• _EXTRAIT DE TEXTE_:
----------------------------------------

Une fortune qui innocente par la même occasion le livret de Grazio Braccioli, si tant est que dans notre recherche d’explications à l’insuccès d’Orlando, nous ayons voulu le mettre en cause. Assez alambiqué, ce qui n’était pas de nature à déconcerter le public de l’époque habitué aux galimatias des arguments d’opéra, il suit d’assez près le poème épique de L’Arioste (1516-1532). Sur l’île enchantée d’Alcina, Orlando retrouve Angelica qu’il aime en vain. La belle lui préfère Medoro. Ils sont rejoints par Astolfo, qui courtise Alcina, et par Bradamante à la recherche de son amant Ruggiero. Tout ce petit monde va s’affronter à coup de serments et de sortilèges au point qu’Orlando en perdra la raison. Il faudra trois actes pour dénouer l’écheveau. Finalement Alcina sera vaincue et Orlando guéri de sa funeste passion pour Angelica. Rien que de très banal, on le voit, dans le petit monde du dramma per musica. On reste en présence d’une histoire d’inspiration chevaleresque avec une intrigue qui se noue autour d’amours contrariés dans le but d’exalter des valeurs morales, ici la constance et la fidélité.

 

La raison de l’échec d’Orlando, il faut plutôt la chercher, comme le propose Philippe Venturini3, dans le contexte musical des années 1730. Depuis dix ans se dessine au sud de l’Italie une nouvelle forme d’opéra, dit napolitain, dont Leonardo Leo (1694-1744) et Leonardo Vinci (1690-1730) ont posé les premières pierres. Motivée par l’extraordinaire technique des castrats qui touchent alors à leur apogée, l’écriture musicale s’y place au service de la voix considérée sous le seul angle de la virtuosité. Les impératifs dramatiques sont délaissés au profit de l’effet vocal. Dans cette nouvelle approche où plaisirs mélodique et vélocité priment sur tout le reste, l’aria da capo s’impose. Charge aux récitatifs secs d’effectuer la liaison en supportant l’action. L’opéra napolitain se propage rapidement dans la péninsule italienne (au point que certaines encyclopédies lui préfèrent le terme « panitalien ») puis dans toute l’Europe. Ou presque, on sait que la France qui avait développé sa propre école lyrique ne sacrifia pas à la vogue de l’opera seria toutes origines confondues, ce qui explique pourquoi Orlando Furioso, comme tous ses congénères, ne fut pas représenté à Paris avant 1981. Tentative ou non de riposte à l’invasion napolitaine, les efforts de Vivaldi pour exprimer musicalement les tourments de son héros allaient à l’encontre du mouvement. En 1727, son opéra était tout simplement démodé.

----------------------------------------

• _DONNÉES FOURNIES_:
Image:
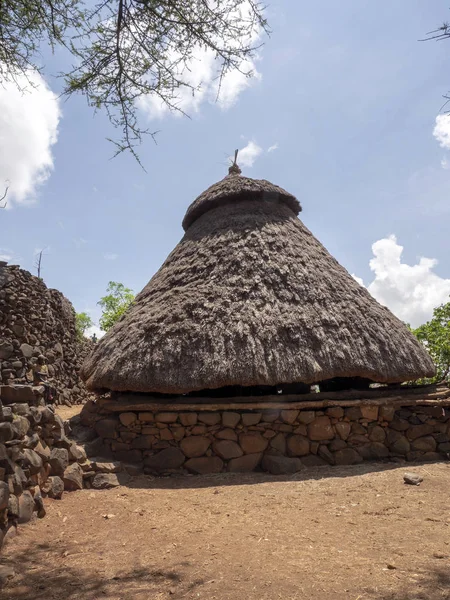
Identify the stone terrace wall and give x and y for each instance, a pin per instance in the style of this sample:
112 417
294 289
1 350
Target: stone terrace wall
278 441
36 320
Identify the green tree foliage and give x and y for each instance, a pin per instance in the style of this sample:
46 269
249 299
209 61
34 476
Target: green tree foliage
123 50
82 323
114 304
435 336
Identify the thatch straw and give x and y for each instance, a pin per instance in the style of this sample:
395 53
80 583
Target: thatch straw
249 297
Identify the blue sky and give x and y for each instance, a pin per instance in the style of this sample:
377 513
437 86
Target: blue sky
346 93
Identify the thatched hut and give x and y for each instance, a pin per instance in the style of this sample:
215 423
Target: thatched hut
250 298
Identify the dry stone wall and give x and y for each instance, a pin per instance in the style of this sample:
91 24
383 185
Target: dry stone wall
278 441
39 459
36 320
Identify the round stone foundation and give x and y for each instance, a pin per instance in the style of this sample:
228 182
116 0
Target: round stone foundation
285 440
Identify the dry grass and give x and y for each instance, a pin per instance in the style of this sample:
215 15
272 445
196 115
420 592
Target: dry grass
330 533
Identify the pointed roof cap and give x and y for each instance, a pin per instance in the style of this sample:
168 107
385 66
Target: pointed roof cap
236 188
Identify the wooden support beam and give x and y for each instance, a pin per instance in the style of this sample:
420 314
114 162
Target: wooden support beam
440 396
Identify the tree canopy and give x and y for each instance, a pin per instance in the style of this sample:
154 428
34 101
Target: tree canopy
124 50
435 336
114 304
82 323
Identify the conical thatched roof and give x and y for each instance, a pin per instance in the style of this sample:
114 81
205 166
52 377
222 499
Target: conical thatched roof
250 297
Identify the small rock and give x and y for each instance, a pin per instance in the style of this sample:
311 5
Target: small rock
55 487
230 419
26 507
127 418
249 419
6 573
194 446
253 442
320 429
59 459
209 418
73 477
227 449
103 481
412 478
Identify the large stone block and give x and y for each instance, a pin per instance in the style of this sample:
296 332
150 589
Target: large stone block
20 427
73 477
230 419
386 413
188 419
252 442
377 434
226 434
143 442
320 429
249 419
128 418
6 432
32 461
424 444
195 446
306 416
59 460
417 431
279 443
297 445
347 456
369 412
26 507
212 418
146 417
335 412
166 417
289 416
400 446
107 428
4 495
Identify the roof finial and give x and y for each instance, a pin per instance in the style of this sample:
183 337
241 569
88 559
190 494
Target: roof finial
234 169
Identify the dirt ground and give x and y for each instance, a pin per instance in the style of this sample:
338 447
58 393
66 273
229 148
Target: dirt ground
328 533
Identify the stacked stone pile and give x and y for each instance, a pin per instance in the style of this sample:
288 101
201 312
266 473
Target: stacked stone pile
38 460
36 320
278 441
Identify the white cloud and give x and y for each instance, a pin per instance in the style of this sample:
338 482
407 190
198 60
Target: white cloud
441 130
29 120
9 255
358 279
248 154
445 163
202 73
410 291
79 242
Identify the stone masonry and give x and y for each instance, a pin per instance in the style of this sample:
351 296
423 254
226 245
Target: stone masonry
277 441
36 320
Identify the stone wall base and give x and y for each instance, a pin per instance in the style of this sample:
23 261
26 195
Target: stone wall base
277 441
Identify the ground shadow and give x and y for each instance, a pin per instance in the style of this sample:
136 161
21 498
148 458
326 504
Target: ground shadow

----------------------------------------

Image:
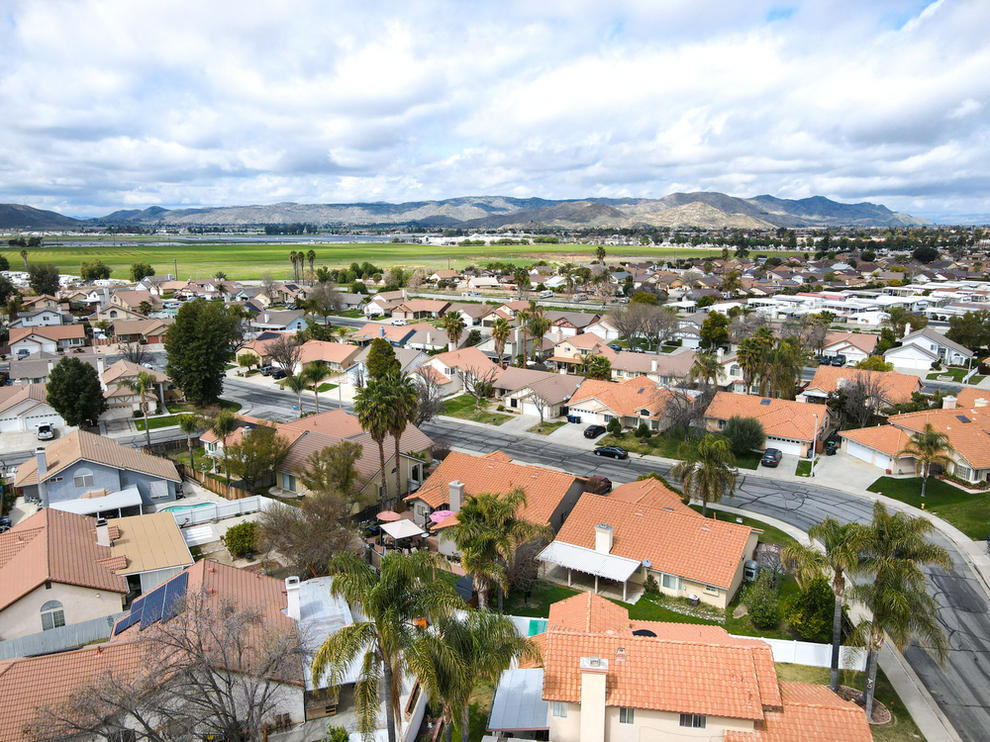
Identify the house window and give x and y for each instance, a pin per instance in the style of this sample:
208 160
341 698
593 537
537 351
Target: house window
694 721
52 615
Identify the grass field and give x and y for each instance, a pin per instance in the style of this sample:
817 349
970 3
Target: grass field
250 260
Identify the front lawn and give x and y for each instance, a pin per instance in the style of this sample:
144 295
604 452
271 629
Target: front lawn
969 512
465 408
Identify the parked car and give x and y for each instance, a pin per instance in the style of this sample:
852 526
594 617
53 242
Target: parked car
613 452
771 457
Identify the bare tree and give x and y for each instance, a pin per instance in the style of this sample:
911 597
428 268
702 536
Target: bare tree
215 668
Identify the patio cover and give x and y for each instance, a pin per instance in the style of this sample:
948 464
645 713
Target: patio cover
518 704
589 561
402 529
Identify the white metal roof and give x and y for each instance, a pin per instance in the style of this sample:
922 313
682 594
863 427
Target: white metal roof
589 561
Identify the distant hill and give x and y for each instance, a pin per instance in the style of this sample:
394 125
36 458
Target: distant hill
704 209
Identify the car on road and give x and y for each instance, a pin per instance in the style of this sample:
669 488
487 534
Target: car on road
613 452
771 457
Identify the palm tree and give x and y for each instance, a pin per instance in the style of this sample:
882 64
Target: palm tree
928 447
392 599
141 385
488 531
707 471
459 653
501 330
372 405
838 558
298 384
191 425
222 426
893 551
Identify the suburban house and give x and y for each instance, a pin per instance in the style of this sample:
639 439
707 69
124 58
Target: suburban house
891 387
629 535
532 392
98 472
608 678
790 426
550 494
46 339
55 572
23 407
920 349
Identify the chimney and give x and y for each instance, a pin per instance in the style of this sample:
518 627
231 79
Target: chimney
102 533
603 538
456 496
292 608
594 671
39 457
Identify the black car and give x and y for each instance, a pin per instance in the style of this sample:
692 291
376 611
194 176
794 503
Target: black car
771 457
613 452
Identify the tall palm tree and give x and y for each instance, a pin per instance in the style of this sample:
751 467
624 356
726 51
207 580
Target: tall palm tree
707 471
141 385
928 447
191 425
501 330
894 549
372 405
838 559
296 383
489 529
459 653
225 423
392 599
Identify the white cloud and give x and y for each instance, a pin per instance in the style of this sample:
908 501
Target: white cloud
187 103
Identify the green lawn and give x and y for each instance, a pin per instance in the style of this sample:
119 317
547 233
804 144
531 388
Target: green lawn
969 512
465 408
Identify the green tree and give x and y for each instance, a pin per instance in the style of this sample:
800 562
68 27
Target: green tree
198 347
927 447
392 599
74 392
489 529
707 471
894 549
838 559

----------------------------------------

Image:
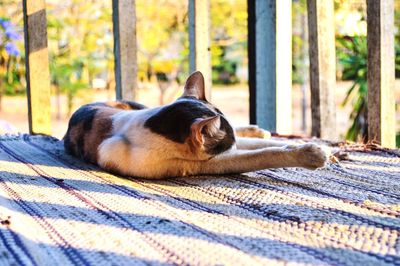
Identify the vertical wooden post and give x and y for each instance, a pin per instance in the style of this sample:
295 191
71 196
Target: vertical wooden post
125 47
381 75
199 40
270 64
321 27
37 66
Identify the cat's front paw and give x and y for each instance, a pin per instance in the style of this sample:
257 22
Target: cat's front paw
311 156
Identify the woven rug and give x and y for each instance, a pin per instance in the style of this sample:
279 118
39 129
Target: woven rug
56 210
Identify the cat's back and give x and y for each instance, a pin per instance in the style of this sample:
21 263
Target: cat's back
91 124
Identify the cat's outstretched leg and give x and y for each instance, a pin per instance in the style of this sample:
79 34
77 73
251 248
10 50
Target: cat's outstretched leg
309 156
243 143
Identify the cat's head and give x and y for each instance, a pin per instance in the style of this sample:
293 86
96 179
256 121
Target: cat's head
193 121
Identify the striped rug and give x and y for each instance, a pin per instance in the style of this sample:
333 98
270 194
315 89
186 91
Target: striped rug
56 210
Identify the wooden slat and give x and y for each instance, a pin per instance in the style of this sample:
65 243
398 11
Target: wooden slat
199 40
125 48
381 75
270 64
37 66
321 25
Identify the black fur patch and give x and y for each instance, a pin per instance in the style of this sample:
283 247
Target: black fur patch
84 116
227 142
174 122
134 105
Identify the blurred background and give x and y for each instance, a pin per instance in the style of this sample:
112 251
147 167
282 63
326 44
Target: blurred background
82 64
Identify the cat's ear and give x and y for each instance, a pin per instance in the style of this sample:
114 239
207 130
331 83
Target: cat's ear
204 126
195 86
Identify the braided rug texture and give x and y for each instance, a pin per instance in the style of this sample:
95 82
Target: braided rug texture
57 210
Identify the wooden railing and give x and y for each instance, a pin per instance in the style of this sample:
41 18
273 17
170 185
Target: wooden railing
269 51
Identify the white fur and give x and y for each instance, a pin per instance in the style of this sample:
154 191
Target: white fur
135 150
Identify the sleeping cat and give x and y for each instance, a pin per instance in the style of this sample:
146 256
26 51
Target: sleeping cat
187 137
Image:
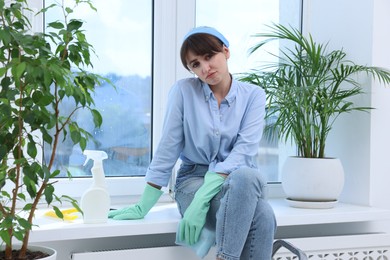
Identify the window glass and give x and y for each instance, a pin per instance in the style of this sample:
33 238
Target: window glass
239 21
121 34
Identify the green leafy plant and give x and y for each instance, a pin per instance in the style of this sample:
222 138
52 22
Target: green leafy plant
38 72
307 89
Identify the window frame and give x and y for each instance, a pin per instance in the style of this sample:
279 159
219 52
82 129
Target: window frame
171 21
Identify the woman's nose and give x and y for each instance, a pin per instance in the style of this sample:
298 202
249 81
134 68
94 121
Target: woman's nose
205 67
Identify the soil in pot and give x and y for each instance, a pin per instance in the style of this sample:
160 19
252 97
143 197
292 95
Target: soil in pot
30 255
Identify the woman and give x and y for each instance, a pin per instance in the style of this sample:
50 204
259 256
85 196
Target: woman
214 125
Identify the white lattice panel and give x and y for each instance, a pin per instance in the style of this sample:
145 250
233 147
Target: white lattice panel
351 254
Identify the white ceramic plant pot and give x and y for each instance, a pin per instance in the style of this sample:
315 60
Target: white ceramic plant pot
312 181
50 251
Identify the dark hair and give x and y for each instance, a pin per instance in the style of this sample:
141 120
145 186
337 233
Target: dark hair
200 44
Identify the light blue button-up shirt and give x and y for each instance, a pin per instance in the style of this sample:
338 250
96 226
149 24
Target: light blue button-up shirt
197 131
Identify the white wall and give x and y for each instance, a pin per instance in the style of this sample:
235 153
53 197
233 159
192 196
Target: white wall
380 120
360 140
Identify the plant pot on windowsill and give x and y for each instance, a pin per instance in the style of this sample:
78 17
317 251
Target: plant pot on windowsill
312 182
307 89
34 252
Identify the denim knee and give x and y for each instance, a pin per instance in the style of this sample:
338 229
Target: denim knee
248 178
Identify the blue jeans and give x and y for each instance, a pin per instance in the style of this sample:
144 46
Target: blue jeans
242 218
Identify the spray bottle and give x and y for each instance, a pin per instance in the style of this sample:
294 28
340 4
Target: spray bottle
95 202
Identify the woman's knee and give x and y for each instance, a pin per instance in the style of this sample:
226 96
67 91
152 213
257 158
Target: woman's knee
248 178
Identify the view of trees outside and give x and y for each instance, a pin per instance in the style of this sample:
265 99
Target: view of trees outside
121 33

----------------------------------------

Traduisez en anglais cette phrase de l'extrait consacré à l'Orlando de Vivaldi : « Depuis dix ans se dessine au sud de l’Italie une nouvelle forme d’opéra, dit napolitain, dont Leonardo Leo (1694-1744) et Leonardo Vinci (1690-1730) ont posé les premières pierres. »

For the past ten years, a new form of opera, known as Neapolitan, has been taking shape in southern Italy, its first foundation stones having been laid by Leonardo Leo (1694-1744) and Leonardo Vinci (1690-1730).